The problem: Please print the data that follows, keeping every line exact.

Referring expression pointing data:
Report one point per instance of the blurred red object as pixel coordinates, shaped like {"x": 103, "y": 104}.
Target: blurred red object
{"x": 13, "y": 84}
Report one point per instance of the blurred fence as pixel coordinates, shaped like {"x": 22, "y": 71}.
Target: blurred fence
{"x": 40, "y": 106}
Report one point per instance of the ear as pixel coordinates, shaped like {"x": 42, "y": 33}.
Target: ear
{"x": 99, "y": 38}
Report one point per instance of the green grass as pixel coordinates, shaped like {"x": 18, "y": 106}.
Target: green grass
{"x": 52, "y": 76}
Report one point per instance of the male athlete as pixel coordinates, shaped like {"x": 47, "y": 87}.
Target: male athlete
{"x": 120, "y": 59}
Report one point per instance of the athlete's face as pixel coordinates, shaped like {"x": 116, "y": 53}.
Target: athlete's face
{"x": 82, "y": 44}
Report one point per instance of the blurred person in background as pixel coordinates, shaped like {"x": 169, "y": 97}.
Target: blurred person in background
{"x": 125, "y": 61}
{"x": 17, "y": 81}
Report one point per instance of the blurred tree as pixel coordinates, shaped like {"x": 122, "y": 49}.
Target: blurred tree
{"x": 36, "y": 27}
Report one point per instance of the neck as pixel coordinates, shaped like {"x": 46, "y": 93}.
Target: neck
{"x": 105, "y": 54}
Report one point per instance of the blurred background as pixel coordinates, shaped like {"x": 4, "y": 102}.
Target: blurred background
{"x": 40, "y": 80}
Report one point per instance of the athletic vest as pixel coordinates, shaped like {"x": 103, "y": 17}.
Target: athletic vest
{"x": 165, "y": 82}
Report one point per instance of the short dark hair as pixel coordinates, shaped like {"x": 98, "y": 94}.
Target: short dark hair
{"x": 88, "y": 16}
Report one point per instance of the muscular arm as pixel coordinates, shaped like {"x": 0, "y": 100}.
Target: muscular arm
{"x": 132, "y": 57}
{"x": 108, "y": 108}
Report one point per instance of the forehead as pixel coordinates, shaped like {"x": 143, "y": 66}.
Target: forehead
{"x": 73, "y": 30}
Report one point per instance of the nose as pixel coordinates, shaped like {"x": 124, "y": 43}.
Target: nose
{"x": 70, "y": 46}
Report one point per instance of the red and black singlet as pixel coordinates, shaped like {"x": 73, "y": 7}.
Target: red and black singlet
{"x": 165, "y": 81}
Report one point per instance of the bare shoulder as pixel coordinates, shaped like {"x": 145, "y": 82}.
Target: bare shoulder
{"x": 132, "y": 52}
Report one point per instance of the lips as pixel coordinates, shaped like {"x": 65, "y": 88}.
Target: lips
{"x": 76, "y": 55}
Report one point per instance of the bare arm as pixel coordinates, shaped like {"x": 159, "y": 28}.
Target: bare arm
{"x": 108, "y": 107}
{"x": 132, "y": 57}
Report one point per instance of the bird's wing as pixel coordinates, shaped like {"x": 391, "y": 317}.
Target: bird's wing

Solution for this task:
Report one point per instance of the blurred red object as pixel coordinates, shaped like {"x": 103, "y": 104}.
Target: blurred red object
{"x": 13, "y": 84}
Report one point per instance of the blurred fence as pixel coordinates, shaped like {"x": 22, "y": 71}.
Target: blurred fence
{"x": 40, "y": 106}
Report one point per instance of the ear as pixel coordinates, shaped like {"x": 42, "y": 33}.
Target: ear
{"x": 99, "y": 38}
Report one point per instance of the green grass as pixel coordinates, shaped like {"x": 18, "y": 106}.
Target: green grass
{"x": 52, "y": 76}
Report one point per instance of the male athlete as pixel coordinates, shaped like {"x": 47, "y": 87}.
Target: male athlete
{"x": 120, "y": 59}
Report one point per instance of the athlete's face as pixel coordinates, shaped like {"x": 116, "y": 53}.
Target: athlete's face
{"x": 82, "y": 44}
Report one point per instance of the blurred person in background as pixel coordinates, shaped like {"x": 169, "y": 97}.
Target: blurred person in background
{"x": 125, "y": 61}
{"x": 17, "y": 81}
Report one point per instance of the blurred tree as pixel coordinates, shaped like {"x": 122, "y": 49}.
Target: blurred tree
{"x": 36, "y": 27}
Report one point per instance of the neck as pixel coordinates, shaped like {"x": 46, "y": 93}.
Target: neck
{"x": 105, "y": 54}
Report one point per instance of the blurred background as pixel coordinates, shaped like {"x": 4, "y": 102}.
Target: blurred background
{"x": 40, "y": 80}
Report one point per instance of the athletic vest as pixel coordinates, shaped like {"x": 103, "y": 17}.
Target: athletic vest
{"x": 165, "y": 82}
Report one point per instance of the short dark hair as pixel coordinates, shaped like {"x": 98, "y": 94}.
Target: short dark hair
{"x": 88, "y": 16}
Report one point per instance of the muscular arm as pixel coordinates, shaped like {"x": 0, "y": 100}.
Target: muscular arm
{"x": 132, "y": 57}
{"x": 108, "y": 108}
Report one point per instance of the forehead as pixel coordinates, shaped like {"x": 143, "y": 66}.
Target: forehead
{"x": 73, "y": 30}
Report one point per instance of the nose as pixel coordinates, shaped like {"x": 124, "y": 43}.
Target: nose
{"x": 70, "y": 46}
Report one point per instance of the red and black singlet as pixel coordinates, shaped like {"x": 73, "y": 7}.
Target: red and black singlet
{"x": 165, "y": 81}
Report one point per instance of the bare shoulder as pixel coordinates, shaped like {"x": 145, "y": 82}.
Target: bare shoulder
{"x": 132, "y": 52}
Report one point per instance of the lips as pixel coordinates, shaped like {"x": 65, "y": 88}.
Target: lips
{"x": 76, "y": 55}
Report one point per instance of the bare arm as pixel coordinates, shaped like {"x": 159, "y": 28}.
Target: bare arm
{"x": 108, "y": 107}
{"x": 132, "y": 57}
Report one point per instance of the bird's wing as pixel coordinates, shaped like {"x": 391, "y": 317}.
Target: bird's wing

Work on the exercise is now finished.